## EXERCISE DETAILS
Give back every one of the items below word for word, leaving out the pictures.

Excerpts from a location annotation dataset
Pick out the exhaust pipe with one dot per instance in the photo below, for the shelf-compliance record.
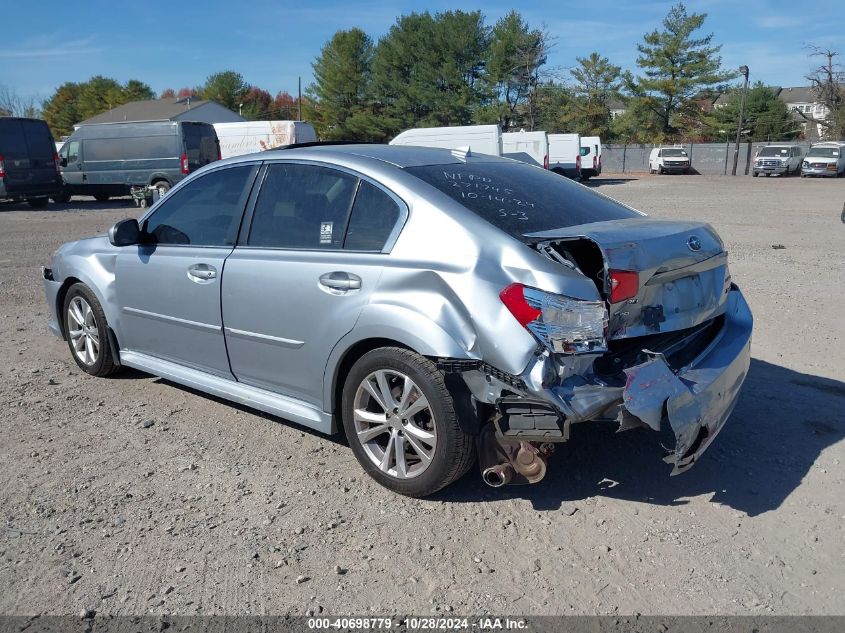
(497, 476)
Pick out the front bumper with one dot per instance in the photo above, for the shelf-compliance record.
(694, 400)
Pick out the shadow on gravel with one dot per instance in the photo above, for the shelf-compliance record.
(783, 421)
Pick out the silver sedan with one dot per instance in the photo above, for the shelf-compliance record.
(434, 306)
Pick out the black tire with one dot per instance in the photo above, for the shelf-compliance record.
(162, 185)
(454, 452)
(38, 203)
(104, 364)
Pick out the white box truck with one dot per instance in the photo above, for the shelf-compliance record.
(565, 154)
(590, 156)
(529, 147)
(480, 139)
(247, 137)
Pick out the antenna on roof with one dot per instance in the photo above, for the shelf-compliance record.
(462, 153)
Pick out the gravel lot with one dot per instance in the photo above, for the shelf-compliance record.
(132, 495)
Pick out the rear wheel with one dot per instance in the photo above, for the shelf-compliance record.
(38, 203)
(401, 423)
(87, 332)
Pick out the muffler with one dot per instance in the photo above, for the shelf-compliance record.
(505, 461)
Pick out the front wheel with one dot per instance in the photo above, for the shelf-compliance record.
(87, 332)
(401, 423)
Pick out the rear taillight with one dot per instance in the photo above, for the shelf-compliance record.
(561, 324)
(624, 284)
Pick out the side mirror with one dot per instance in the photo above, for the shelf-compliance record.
(125, 233)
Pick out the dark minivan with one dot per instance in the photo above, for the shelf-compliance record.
(28, 163)
(106, 159)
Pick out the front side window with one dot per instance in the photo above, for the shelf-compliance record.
(302, 207)
(204, 212)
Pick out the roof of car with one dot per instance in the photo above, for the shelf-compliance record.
(398, 155)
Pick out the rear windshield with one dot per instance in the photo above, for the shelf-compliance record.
(519, 198)
(774, 151)
(200, 144)
(824, 152)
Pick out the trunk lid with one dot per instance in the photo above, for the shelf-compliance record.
(681, 266)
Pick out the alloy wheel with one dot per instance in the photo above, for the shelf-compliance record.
(394, 423)
(82, 330)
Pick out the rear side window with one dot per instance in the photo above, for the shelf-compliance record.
(200, 144)
(303, 207)
(374, 216)
(205, 212)
(519, 198)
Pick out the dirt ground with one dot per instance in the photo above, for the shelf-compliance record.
(132, 495)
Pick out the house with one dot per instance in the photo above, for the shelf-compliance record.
(174, 109)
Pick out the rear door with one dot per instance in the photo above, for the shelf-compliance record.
(297, 282)
(168, 289)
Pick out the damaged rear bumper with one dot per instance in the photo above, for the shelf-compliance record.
(695, 400)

## CORRECT OUTPUT
Pick out the exhaust pipe with one dot per instance in the photo below, for the shelf-compliance record.
(497, 476)
Pick out the front bumper with one dot per instance in the photo above, for the shelf-compliance record.
(694, 400)
Pick out the shadow on gravel with one dot per instance in the photo above, for the shelf-compliance record.
(783, 421)
Pick out the silver sedan with one dot per instance in the photo above, for the shelf-compliance record.
(434, 306)
Pick out the black tire with one dot per instance in the photo above, for the shelf-compliance record.
(162, 185)
(454, 452)
(38, 203)
(104, 364)
Pick out the white box truck with one dot per instance in the photo above, for the shelf-compliance record.
(565, 154)
(590, 156)
(529, 147)
(480, 139)
(247, 137)
Pick out the antenna on roof with one dot per instance in the photo above, for the shelf-compliance record.
(462, 153)
Pick out the gravel lot with one dot per instance in the photo above, for the shelf-compliance record.
(132, 495)
Pick out the rear wheel with one dot per instance in the photo above, for the shelf-compliance record.
(38, 203)
(401, 423)
(87, 332)
Pick out the muffler with one dot per instance in the photo above, for the shelf-compliance record.
(505, 461)
Pick out the front wheel with one dot per instance in the photo above, for the shelf-compliance record.
(87, 332)
(401, 423)
Pick out the rear taillight with one dot per instance in the photo above, for the shelf-compliance record.
(561, 324)
(624, 284)
Pick out the side mirror with one dot per instance in the photo above, for the shelf-compliance record.
(125, 233)
Pick out the dark minivan with one dot per instance in the photo above, for the shelf-compliance record.
(28, 163)
(106, 159)
Pick out the front side window with one dot per instance in the photo above, for the shelf-compliance record.
(302, 207)
(204, 212)
Pick out the roof of car with one dot per instance in the photo above, for the shelf-compliance record.
(398, 155)
Pick out the rear windshield with one dot per instance in the photo above, for the shelf-compliance record.
(519, 198)
(774, 151)
(200, 144)
(824, 152)
Pick out the trunk lid with one dot per instance in the photo above, for the shelf-compliance record.
(681, 266)
Pick out the alloy wheel with one dot per instance in the photo above, for the shelf-compliance record.
(394, 423)
(82, 330)
Pick out the rear side window with one dot per instance in the photo above, for the shelf-compliance record.
(200, 144)
(303, 207)
(374, 216)
(205, 212)
(519, 198)
Pick out the dirt ground with one dot per instance in the photo above, for the shelf-compliance record.
(132, 495)
Pick out the house with one dot per instance in the photo above, for the shelf-compliance record.
(174, 109)
Pick out the rear door with one dot per instance in the photo above, for the shelf-compliance record.
(297, 282)
(168, 289)
Pick out the damaged rear bumper with one dot per instance in the photo above, for the shelf-compliance record.
(695, 400)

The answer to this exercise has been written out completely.